───── Records supplied ─────

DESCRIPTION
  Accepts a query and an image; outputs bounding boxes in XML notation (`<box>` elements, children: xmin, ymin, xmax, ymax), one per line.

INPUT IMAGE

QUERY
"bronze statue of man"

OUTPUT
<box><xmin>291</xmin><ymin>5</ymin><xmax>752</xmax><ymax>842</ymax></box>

─────

Job:
Repeat the listing above line for line, with no changes.

Correct answer:
DESCRIPTION
  Accepts a query and an image; outputs bounding boxes in XML notation (`<box>` elements, children: xmin, ymin, xmax, ymax), one per line.

INPUT IMAGE

QUERY
"bronze statue of man"

OUTPUT
<box><xmin>291</xmin><ymin>5</ymin><xmax>752</xmax><ymax>842</ymax></box>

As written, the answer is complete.